[Exercise brief]: Reproduce the portion of the passage on Knox County air quality enforcement starting at "The letters from" and ending at "the maintenance plan.".

With regard to Knox County, a letter was provided from Lynne A. Liddington, Director of Air Quality Management to Gwen Keyes Fleming, Regional Administrator, on November 22, 2010. In that letter, Knox County first clarified the rules that are currently in effect in Knox County. The rules currently in effect in Knox County are not the SIP-approved rules, which are the rules that are Federally enforceable; the Commenter focused on the SIP-approved rules (which are the Federally-enforceable rules). Knox County's response is still relevant here because Knox County addresses two key Start Printed Page 12591concerns of the Commenter—excuse of violations by the County and citizen rights to pursue such violations. Knox County cited to Regulation 34.8, which states, “Nothing in this section shall be construed to allow the air contaminant source to violate the ambient air quality standards nor limit the authority of the Director and/or board to institute actions under other sections of these regulations.” The letter further underscored that EPA and citizen enforcement of the CAA is guaranteed by the CAA itself. Specifically, Knox County stated, “EPA is granted oversight and enforcement abilities through the Clean Air Act (CAA) Section 113 and no decision by the [Knox County Air Quality Management] Director limits EPA's authority to take enforcement action for violations of the CAA. The authority of citizens to bring enforcement suits is guaranteed by CAA Section 304.”

The letters from the State and County confirm EPA's interpretation of the SIP, i.e., that a determination of a State or County official regarding whether to pursue a violation of a SIP requirement, does not excuse that violation as a “violation,” and would not affect EPA's or a citizen's right to enforce such a violation.[2] EPA further notes, despite the fact that these rules have been approved into the SIP for many years, that the Commenter cites to no cases in which a court has interpreted these rules as a bar to EPA or citizen enforcement. For these reasons, EPA disagrees with the Commenter that these provisions may impact the enforceability of the emission reductions relied on in the maintenance plan.

[Stored rows]:

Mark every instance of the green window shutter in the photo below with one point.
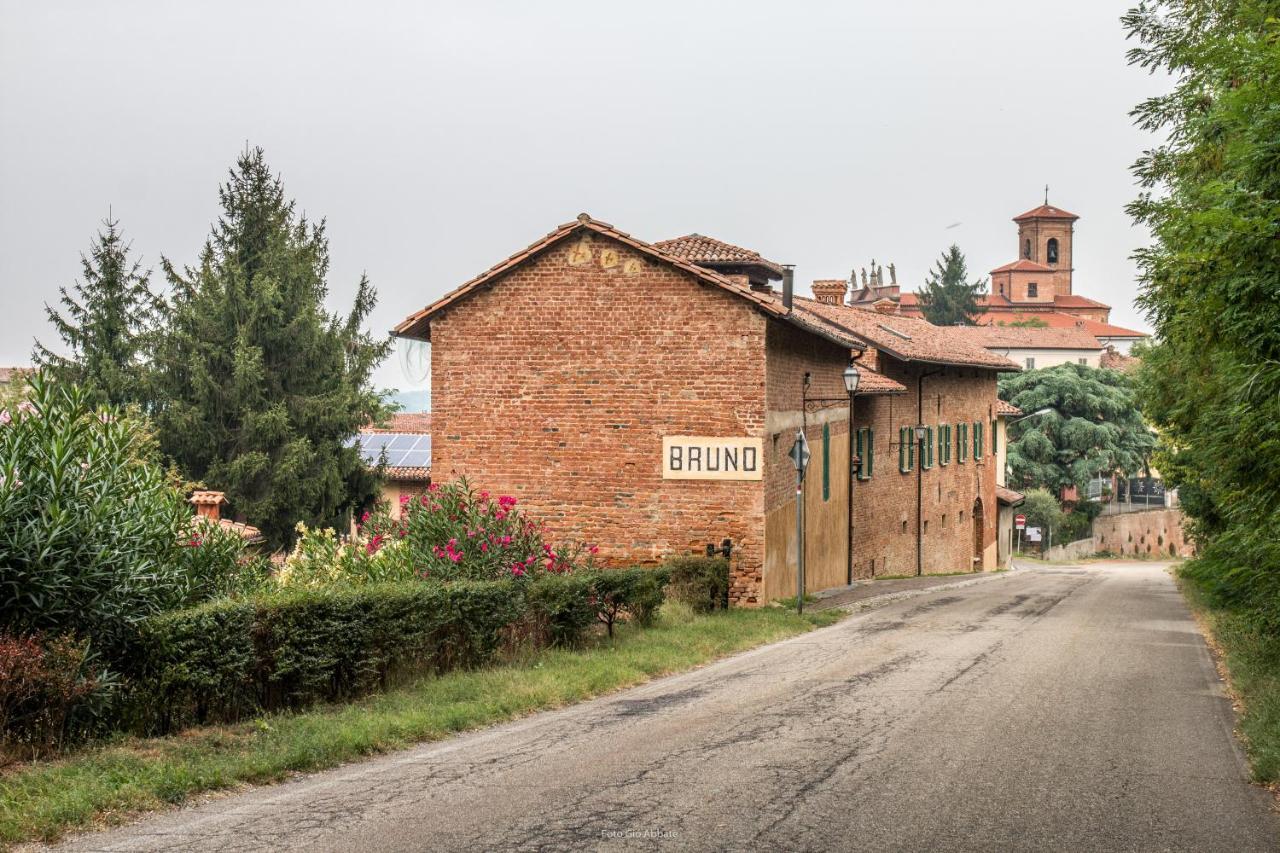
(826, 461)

==

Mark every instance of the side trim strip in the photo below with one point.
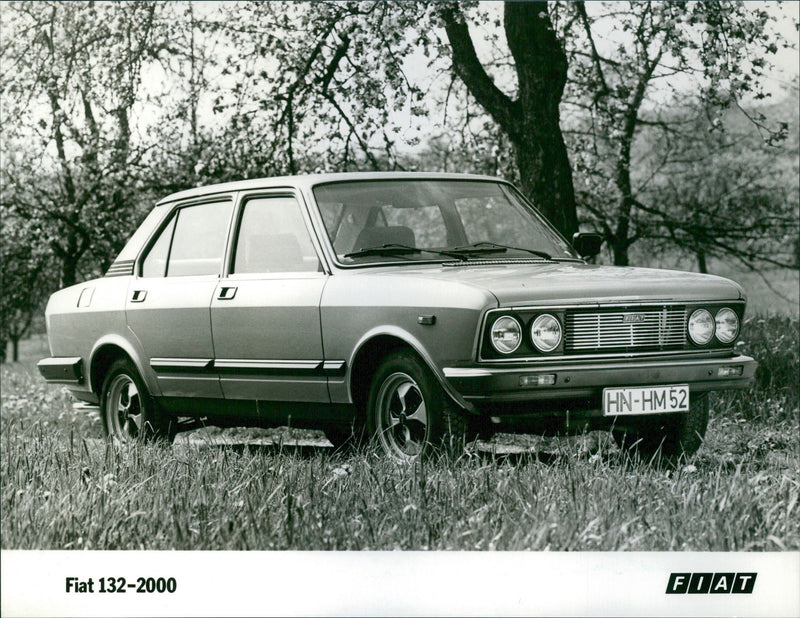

[Solution to the problem]:
The letters from the State and County confirm EPA's interpretation of the SIP, i.e., that a determination of a State or County official regarding whether to pursue a violation of a SIP requirement, does not excuse that violation as a “violation,” and would not affect EPA's or a citizen's right to enforce such a violation.[2] EPA further notes, despite the fact that these rules have been approved into the SIP for many years, that the Commenter cites to no cases in which a court has interpreted these rules as a bar to EPA or citizen enforcement. For these reasons, EPA disagrees with the Commenter that these provisions may impact the enforceability of the emission reductions relied on in the maintenance plan.